┌─ ENTRIES SHOWN

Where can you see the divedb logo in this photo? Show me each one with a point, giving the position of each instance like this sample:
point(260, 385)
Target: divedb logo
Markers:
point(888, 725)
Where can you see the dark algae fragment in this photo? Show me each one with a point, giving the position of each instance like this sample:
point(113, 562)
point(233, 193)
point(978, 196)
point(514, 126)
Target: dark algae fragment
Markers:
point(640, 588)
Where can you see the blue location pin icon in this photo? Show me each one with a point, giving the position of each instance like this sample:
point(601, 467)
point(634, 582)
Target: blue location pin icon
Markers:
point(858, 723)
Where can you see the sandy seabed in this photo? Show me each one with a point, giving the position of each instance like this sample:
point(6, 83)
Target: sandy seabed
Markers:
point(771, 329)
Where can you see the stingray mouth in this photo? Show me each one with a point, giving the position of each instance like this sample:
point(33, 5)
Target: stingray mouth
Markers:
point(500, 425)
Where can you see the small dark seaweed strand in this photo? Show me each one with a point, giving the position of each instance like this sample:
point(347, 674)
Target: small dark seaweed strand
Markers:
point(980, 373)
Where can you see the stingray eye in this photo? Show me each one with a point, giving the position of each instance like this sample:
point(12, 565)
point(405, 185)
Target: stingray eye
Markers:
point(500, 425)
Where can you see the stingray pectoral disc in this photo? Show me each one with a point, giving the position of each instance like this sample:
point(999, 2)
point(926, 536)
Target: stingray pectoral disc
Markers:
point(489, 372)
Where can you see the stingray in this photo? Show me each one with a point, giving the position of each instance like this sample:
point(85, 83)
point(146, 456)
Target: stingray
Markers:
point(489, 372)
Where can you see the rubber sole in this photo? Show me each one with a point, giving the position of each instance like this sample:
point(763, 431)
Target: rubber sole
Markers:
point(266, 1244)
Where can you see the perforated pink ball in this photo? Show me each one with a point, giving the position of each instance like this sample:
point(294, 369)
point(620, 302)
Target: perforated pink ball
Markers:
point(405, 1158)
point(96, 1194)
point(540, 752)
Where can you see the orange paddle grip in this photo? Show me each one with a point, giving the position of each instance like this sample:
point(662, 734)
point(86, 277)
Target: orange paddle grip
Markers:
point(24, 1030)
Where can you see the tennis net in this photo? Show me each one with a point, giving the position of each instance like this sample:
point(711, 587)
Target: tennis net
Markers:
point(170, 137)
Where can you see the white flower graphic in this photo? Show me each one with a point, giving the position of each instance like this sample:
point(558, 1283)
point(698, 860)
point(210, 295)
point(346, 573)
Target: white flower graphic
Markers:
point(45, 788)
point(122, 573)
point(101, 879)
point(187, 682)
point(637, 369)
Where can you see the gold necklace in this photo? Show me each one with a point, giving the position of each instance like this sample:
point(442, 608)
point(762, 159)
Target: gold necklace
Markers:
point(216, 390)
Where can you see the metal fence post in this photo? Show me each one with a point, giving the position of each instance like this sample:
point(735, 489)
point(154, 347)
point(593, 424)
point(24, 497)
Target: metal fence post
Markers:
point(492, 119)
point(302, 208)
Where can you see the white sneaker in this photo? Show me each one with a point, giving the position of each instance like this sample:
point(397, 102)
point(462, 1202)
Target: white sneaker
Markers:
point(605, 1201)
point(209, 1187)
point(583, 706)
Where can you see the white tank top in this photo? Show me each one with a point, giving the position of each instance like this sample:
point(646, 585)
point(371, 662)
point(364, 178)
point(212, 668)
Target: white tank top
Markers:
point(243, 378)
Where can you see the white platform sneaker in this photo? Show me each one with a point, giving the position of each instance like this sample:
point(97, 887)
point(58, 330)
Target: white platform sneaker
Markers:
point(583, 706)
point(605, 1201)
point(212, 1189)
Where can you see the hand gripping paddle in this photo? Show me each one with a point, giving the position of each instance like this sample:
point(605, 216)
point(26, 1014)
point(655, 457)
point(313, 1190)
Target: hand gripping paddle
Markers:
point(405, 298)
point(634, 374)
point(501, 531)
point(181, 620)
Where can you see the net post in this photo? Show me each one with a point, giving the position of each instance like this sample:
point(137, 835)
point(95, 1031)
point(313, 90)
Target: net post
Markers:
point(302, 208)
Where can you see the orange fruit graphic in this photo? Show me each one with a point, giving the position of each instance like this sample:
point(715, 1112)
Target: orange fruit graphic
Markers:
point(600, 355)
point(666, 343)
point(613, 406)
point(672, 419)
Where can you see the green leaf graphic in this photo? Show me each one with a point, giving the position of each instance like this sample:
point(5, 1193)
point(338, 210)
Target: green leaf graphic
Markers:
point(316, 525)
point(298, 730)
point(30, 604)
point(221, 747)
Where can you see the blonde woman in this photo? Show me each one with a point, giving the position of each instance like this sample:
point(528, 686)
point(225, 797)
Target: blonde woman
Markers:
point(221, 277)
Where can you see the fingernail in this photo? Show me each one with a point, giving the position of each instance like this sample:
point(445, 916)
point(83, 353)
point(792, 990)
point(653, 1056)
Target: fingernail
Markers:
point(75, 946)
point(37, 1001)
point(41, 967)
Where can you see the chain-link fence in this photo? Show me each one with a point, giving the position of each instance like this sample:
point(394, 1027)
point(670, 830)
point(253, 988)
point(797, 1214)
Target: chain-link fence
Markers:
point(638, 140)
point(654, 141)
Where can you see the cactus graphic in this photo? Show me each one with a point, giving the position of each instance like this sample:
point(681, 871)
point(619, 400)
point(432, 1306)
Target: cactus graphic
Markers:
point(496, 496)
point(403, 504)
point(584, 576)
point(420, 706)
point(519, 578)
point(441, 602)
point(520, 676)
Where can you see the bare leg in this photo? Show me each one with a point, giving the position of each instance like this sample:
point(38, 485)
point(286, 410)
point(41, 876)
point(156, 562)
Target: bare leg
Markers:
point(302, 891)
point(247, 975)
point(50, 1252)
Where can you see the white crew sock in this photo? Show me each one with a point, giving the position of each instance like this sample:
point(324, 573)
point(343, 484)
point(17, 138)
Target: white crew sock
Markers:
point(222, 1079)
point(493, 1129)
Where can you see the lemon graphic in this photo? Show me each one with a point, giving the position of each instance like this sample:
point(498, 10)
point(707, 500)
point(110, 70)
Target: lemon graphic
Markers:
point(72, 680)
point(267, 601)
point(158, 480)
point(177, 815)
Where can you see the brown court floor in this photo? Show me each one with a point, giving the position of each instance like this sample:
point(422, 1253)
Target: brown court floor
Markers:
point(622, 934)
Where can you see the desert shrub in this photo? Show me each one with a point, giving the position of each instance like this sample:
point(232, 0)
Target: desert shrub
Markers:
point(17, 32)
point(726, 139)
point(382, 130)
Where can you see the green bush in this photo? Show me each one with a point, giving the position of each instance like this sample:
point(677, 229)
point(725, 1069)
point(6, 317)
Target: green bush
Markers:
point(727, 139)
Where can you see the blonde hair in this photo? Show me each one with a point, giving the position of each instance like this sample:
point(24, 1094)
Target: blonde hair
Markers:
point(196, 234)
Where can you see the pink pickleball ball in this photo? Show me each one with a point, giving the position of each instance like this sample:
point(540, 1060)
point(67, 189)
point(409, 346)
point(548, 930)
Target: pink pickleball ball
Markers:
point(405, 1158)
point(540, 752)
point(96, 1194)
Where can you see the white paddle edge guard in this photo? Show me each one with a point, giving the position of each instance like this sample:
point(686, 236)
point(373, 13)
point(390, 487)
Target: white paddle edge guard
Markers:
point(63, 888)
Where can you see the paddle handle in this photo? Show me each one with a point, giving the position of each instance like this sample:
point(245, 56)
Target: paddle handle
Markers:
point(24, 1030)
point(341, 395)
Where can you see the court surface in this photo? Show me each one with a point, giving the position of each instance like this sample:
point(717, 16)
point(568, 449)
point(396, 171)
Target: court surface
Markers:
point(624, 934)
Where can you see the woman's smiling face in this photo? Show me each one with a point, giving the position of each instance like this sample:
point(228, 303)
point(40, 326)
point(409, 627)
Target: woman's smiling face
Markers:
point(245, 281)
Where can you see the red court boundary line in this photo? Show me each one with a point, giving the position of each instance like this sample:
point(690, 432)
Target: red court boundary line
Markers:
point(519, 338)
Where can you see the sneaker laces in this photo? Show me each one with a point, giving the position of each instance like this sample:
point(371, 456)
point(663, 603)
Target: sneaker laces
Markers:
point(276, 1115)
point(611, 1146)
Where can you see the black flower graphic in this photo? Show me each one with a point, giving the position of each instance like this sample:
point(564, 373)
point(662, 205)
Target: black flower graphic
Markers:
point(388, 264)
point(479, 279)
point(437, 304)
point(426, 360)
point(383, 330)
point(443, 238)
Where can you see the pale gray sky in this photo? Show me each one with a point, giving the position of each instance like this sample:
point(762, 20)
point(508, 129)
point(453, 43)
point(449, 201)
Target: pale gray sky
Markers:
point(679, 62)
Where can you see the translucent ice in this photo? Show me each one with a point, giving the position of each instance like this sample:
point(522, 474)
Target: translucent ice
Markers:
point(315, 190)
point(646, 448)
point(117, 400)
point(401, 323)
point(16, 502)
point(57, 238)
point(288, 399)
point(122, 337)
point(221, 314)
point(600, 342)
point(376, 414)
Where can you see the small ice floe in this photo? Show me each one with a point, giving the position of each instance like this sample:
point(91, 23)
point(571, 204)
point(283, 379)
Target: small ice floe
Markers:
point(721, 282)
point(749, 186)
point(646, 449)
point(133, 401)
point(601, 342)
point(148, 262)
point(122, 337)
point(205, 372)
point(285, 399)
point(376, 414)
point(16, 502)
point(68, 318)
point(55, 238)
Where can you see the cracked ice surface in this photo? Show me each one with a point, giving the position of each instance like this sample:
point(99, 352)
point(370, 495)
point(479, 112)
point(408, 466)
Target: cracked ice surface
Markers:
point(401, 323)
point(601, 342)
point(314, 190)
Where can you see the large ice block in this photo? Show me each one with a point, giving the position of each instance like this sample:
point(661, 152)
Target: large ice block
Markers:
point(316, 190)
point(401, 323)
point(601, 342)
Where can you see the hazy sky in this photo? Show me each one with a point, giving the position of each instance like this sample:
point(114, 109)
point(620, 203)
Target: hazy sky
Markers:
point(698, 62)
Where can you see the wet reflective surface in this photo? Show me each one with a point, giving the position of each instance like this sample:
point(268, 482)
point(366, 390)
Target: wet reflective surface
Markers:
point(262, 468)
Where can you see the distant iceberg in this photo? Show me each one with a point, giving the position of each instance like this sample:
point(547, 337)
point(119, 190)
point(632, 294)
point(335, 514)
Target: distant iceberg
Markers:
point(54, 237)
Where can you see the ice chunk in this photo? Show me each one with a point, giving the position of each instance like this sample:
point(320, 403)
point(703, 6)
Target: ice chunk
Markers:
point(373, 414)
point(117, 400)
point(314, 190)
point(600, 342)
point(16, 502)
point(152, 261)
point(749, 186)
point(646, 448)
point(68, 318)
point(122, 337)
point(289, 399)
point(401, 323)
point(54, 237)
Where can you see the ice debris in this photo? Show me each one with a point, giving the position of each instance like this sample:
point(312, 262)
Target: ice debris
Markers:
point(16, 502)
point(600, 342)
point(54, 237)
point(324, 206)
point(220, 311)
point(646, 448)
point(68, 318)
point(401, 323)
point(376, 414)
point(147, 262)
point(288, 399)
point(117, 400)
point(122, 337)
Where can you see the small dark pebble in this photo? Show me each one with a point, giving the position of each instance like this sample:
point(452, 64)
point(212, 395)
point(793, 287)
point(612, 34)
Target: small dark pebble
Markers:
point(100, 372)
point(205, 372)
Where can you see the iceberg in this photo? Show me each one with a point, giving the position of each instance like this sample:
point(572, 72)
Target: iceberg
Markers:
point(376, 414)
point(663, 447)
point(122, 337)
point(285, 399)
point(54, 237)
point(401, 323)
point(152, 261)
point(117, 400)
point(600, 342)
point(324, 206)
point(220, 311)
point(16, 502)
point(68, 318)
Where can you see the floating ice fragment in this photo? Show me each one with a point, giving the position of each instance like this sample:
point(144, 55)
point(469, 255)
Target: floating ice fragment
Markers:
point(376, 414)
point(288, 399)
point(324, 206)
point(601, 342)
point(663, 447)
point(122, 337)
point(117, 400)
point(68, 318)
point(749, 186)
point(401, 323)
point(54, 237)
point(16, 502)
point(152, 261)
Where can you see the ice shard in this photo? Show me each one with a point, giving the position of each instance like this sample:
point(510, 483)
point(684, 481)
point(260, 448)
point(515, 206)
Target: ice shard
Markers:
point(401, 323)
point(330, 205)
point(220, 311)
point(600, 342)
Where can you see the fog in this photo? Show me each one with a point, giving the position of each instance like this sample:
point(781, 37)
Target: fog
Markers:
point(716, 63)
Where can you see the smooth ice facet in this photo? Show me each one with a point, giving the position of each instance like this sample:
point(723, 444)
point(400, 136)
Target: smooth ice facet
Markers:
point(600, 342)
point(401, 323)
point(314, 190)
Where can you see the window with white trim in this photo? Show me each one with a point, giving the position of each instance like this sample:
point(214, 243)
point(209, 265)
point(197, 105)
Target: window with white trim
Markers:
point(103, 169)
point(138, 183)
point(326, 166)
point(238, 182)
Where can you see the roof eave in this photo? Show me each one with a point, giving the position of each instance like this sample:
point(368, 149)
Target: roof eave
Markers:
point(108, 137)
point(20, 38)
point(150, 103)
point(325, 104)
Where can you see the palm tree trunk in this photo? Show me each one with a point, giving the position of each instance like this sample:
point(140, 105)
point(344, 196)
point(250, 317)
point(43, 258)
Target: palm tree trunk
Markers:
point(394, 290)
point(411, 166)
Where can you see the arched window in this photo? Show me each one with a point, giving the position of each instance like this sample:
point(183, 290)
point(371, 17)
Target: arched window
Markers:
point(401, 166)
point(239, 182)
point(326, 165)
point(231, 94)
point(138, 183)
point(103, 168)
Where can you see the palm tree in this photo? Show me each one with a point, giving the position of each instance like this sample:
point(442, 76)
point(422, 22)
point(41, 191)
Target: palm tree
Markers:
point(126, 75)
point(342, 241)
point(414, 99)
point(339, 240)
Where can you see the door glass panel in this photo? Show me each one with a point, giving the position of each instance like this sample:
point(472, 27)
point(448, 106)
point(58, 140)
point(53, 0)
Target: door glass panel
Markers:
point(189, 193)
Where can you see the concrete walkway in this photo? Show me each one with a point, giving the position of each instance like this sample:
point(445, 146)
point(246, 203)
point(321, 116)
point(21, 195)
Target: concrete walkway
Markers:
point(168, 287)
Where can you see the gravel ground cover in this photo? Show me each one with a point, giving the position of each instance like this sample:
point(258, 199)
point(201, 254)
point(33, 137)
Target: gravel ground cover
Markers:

└─

## EXERCISE DIRECTIONS
Reproduce the material from the line containing "Where can you see the bare" up to and including the line containing "point(50, 1252)", substituting "exposed leg" for "bare leg" and leaving everything else unchanged.

## THE SOLUTION
Where can you see the exposed leg in this photo? Show me each one with a point, giving the position of each instance like this sample:
point(38, 485)
point(286, 410)
point(41, 876)
point(156, 562)
Target: exposed leg
Markers:
point(302, 891)
point(247, 975)
point(50, 1252)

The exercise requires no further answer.